[Opening Records for the task section]

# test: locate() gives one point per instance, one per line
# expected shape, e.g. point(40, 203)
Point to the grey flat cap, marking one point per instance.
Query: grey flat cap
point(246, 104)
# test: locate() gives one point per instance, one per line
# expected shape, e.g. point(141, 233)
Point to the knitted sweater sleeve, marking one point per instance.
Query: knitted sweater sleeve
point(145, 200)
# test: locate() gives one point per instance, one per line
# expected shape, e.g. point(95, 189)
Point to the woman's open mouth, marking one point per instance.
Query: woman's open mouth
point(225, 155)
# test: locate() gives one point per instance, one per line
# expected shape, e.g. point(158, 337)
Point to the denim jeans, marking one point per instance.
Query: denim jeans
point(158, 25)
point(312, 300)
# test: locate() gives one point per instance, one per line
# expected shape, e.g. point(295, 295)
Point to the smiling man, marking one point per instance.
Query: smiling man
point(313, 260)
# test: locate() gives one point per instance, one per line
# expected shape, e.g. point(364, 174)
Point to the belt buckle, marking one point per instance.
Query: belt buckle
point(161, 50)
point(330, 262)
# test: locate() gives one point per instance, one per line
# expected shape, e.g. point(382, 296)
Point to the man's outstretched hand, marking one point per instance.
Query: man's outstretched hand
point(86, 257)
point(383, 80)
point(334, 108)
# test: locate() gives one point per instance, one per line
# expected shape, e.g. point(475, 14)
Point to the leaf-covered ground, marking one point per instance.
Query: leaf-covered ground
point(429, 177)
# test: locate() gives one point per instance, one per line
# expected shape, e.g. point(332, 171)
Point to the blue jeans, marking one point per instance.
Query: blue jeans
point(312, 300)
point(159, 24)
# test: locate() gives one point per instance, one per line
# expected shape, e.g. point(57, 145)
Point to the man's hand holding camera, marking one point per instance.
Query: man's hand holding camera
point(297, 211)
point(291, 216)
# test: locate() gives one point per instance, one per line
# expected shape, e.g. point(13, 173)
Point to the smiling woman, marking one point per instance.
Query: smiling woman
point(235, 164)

[Closing Records for the task section]

**What you should do**
The reply must present every entry, transcribed with its exact wording.

**Answer space**
# test: locate() gives one point per instance, one per line
# expected shape, e.g. point(40, 203)
Point to the grey flat cap, marking one point per instance.
Query: grey flat cap
point(246, 104)
# test: locate() gives one point per instance, one per line
# expected shape, e.g. point(141, 233)
Point to the knitted sweater sleeve, marking one point per instance.
Query: knitted sweater sleeve
point(145, 200)
# test: locate() gives one point per instance, one per line
# expected shape, e.g. point(95, 189)
Point to the woman's open mouth, marking one point per instance.
Query: woman's open mouth
point(225, 155)
# test: locate() gives one point per instance, one per line
# expected shape, e.g. point(158, 337)
Point to the denim jeans, marking one point per instance.
Query: denim jeans
point(158, 25)
point(312, 300)
# test: locate() gives one point per instance, one per line
# expected shape, e.g. point(295, 295)
Point to the smiling man, marking one point per instance.
Query: smiling man
point(313, 260)
# test: locate() gives one point per instance, one per line
# expected shape, e.g. point(364, 174)
Point to the belt buckle, marking one point per instance.
Query: belt buckle
point(161, 50)
point(330, 262)
# test: locate() gives one point per instance, one per line
# expected shape, e.g. point(382, 296)
Point to the man's outstretched hand, marking one point per instance.
Query: man's outstretched hand
point(86, 257)
point(383, 80)
point(334, 108)
# test: locate() gives one point per instance, one per line
# expected shape, e.g. point(475, 14)
Point to the leaf-covered ground, marking one point per instance.
Query: leaf-covered ground
point(429, 177)
# test: locate() gives one point per instance, one per line
# expected shape, e.g. point(332, 171)
Point to the blue jeans, marking one point per instance.
Query: blue jeans
point(312, 300)
point(159, 24)
# test: locate() gives one point per instance, one per line
# expected shape, e.g. point(57, 145)
Point to the man's hand holding camera, marking one point per instance.
Query: man's hand holding camera
point(297, 211)
point(291, 216)
# test: locate() gives one point per instance, one per line
# expected shape, e.g. point(13, 173)
Point to the smiling woman, marking one point per instance.
Query: smiling woman
point(235, 164)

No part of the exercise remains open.